### Exercise objective
Copy out each line of the data below in which the string "honey" appears.

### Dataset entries
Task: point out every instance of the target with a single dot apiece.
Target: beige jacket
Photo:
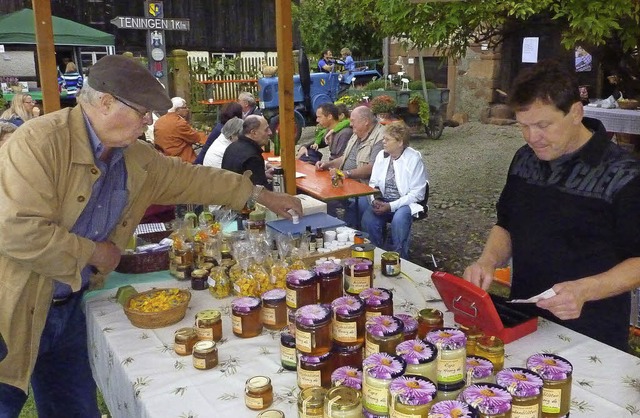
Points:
(46, 178)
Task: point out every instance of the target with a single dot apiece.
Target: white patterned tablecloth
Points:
(140, 375)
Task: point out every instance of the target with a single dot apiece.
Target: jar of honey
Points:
(348, 320)
(274, 309)
(209, 325)
(246, 317)
(330, 285)
(313, 330)
(302, 288)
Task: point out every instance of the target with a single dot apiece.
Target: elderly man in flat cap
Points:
(75, 184)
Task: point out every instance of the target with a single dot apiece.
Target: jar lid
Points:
(384, 366)
(274, 295)
(300, 277)
(347, 376)
(208, 314)
(488, 398)
(413, 389)
(347, 305)
(479, 367)
(447, 338)
(410, 323)
(245, 304)
(384, 326)
(417, 351)
(451, 409)
(312, 315)
(550, 366)
(376, 296)
(519, 382)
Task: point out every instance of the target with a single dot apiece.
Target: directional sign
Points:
(150, 23)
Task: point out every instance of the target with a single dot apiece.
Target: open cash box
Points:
(473, 306)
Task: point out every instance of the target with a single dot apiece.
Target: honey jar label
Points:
(345, 332)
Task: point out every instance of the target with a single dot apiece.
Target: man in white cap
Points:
(80, 182)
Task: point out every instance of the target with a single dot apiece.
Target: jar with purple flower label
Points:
(302, 288)
(348, 320)
(378, 301)
(479, 370)
(330, 285)
(525, 387)
(452, 358)
(378, 371)
(313, 330)
(384, 333)
(421, 358)
(556, 374)
(358, 275)
(411, 396)
(491, 400)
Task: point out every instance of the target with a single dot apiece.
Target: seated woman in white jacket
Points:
(400, 174)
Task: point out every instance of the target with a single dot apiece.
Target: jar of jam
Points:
(384, 333)
(348, 320)
(452, 356)
(358, 275)
(378, 301)
(205, 355)
(274, 309)
(429, 320)
(556, 374)
(411, 396)
(347, 376)
(258, 393)
(245, 317)
(301, 288)
(311, 402)
(330, 285)
(491, 400)
(421, 358)
(313, 330)
(390, 264)
(209, 325)
(343, 402)
(378, 371)
(479, 370)
(491, 348)
(348, 355)
(525, 387)
(288, 355)
(315, 370)
(410, 326)
(184, 340)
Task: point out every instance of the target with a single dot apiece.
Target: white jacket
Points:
(411, 178)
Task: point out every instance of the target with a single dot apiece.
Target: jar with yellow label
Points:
(274, 309)
(245, 317)
(348, 320)
(313, 330)
(384, 333)
(315, 370)
(302, 288)
(184, 340)
(556, 373)
(491, 348)
(209, 325)
(205, 355)
(258, 393)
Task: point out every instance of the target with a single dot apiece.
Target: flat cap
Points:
(126, 78)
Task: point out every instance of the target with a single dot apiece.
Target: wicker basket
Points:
(160, 319)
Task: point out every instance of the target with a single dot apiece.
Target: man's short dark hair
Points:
(548, 81)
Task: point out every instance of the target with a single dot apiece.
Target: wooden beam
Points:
(46, 55)
(284, 43)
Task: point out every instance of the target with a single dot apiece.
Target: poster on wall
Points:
(530, 49)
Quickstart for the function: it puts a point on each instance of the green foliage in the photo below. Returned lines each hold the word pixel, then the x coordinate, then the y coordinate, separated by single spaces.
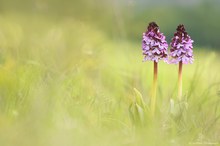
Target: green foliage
pixel 68 83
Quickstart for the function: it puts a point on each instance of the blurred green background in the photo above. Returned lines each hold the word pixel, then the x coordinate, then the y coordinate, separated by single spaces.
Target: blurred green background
pixel 68 69
pixel 126 19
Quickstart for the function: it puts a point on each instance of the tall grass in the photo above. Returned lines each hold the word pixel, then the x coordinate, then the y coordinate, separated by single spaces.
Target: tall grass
pixel 64 82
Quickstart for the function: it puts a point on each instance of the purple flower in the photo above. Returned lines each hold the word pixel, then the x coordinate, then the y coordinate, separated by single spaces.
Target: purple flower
pixel 181 47
pixel 154 45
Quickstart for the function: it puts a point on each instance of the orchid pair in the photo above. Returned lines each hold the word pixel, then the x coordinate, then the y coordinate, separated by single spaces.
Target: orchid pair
pixel 155 48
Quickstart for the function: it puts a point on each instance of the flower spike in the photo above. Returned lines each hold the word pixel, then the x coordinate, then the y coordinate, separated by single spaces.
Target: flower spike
pixel 154 45
pixel 181 47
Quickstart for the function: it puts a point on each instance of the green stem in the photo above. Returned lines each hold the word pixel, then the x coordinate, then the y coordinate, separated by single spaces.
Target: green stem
pixel 180 81
pixel 154 91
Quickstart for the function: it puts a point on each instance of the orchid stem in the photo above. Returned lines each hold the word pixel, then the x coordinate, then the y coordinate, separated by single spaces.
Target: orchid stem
pixel 154 91
pixel 180 81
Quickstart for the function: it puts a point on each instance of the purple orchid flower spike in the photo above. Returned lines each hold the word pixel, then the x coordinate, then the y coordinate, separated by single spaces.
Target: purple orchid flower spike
pixel 181 52
pixel 181 47
pixel 154 45
pixel 154 48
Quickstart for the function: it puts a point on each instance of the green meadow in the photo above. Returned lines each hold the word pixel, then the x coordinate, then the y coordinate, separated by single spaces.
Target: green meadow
pixel 66 82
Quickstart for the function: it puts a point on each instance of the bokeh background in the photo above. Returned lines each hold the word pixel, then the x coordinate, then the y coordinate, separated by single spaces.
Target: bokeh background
pixel 127 19
pixel 68 69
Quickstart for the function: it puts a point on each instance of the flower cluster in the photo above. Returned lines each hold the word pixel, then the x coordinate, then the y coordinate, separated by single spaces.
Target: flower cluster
pixel 154 45
pixel 181 47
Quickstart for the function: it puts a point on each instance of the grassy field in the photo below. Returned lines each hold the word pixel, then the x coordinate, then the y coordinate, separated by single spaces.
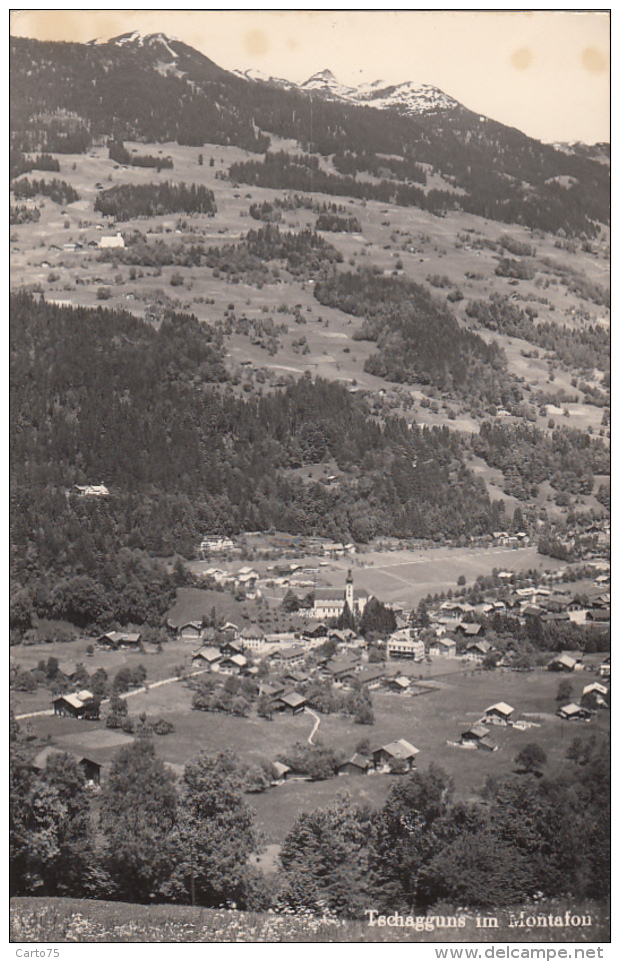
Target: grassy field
pixel 49 920
pixel 430 721
pixel 423 244
pixel 158 665
pixel 401 575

### Expected output
Target: jar of honey
Target: honey jar label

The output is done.